## DIRECTIONS FOR THIS TASK
How many of the lines in the material below contain the word "tree"? Give the number alone.

━━━

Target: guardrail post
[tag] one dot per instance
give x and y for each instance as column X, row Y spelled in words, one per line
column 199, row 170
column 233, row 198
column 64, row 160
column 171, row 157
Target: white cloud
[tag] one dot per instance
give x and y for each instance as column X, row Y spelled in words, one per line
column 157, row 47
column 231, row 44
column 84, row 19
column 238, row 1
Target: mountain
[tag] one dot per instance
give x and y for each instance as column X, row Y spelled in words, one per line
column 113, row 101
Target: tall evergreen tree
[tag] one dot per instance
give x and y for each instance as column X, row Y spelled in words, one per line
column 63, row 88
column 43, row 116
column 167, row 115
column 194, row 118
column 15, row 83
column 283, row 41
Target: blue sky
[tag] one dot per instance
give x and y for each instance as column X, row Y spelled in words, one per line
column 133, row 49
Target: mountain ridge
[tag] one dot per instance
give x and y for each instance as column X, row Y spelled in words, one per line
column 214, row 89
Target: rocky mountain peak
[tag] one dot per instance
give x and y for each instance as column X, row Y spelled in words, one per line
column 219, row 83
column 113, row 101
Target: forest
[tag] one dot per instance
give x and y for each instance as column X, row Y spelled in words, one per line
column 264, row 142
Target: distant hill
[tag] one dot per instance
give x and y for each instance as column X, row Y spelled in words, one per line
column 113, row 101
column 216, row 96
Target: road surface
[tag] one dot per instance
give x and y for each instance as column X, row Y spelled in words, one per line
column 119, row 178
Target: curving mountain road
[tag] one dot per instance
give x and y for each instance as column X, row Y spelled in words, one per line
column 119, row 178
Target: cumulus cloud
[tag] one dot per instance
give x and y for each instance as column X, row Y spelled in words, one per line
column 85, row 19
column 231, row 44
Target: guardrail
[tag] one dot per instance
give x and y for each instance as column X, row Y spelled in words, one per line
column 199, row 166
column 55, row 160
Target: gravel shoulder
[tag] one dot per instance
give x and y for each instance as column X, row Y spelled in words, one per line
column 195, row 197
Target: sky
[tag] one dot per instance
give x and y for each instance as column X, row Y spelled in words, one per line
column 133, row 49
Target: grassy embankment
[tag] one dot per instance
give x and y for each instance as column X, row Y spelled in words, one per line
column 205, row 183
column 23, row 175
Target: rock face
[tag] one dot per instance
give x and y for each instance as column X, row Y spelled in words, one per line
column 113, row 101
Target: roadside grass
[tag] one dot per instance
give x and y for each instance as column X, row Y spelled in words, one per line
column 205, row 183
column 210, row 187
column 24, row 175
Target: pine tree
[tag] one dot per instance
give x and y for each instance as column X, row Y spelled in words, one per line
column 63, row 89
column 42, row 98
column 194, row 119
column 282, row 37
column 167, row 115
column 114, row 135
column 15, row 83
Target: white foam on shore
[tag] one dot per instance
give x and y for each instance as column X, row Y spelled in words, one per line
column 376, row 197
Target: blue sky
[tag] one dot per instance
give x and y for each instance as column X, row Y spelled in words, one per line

━━━

## ANSWER TO THE PROBLEM
2